• Task to complete
Please pull out, word for word, the stretch of the data from the line containing "burnt log shown in the photo above." through the end of the data, and give only those lines.

****************

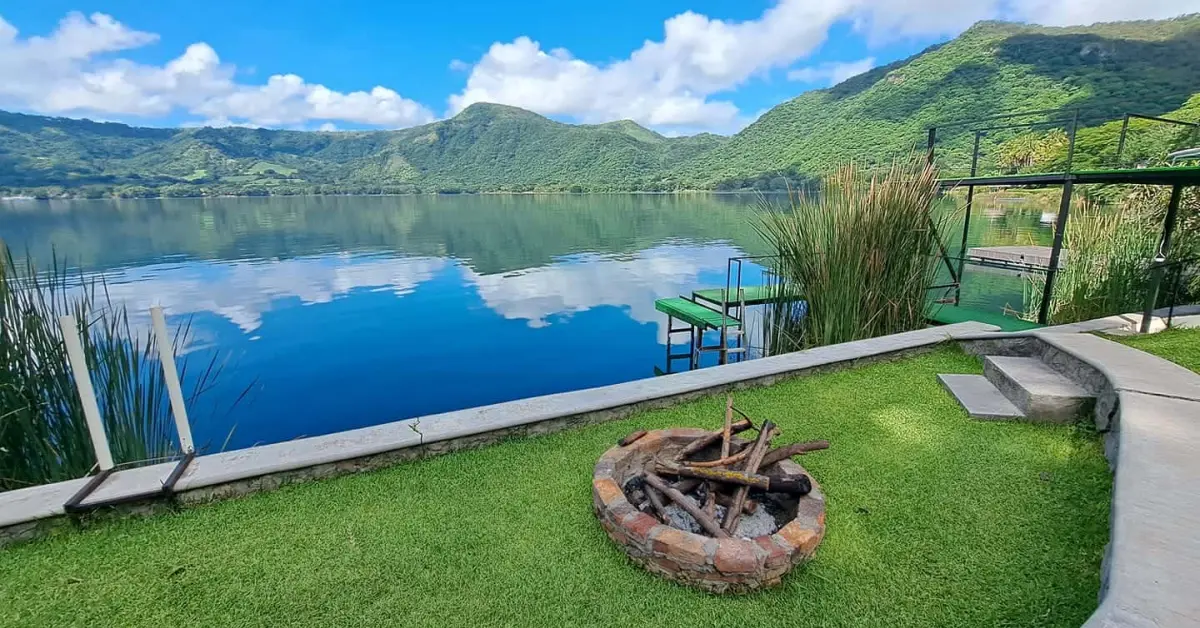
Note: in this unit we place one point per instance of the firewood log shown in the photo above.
(631, 438)
(760, 448)
(696, 513)
(712, 437)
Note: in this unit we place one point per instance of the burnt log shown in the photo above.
(655, 500)
(712, 437)
(749, 507)
(787, 484)
(760, 449)
(696, 513)
(631, 438)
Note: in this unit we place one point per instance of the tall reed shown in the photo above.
(862, 252)
(43, 436)
(1107, 255)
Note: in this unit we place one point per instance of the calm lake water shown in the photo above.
(342, 312)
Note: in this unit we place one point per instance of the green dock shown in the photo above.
(749, 295)
(695, 314)
(947, 315)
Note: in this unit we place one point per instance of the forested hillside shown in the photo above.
(1103, 71)
(484, 148)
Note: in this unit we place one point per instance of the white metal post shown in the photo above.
(87, 393)
(167, 357)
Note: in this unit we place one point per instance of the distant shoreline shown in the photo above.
(677, 192)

****************

• Answer to this task
Note: in this unit we place one point per instance of the burnt log shown in the photo above.
(655, 500)
(712, 437)
(749, 507)
(787, 484)
(760, 449)
(696, 513)
(631, 438)
Note: in this unit we place one point per instance of the tall reed shown in the photo above.
(862, 252)
(43, 436)
(1107, 255)
Note: in this unit we place one point per instance of the calm lake water shown in the photo above.
(342, 312)
Note: in this unit we place one point per instance of the green dock shown in the photo above.
(749, 295)
(695, 314)
(947, 315)
Note: in this unit we place one point per instance of the forested hillside shown in the photo above.
(1103, 71)
(484, 148)
Note: in this unit we place one point per instance of the white metal post shown in the photo above.
(87, 393)
(167, 357)
Note: in this unit we place one point per instance of the distant shoreline shown in the photo above.
(677, 192)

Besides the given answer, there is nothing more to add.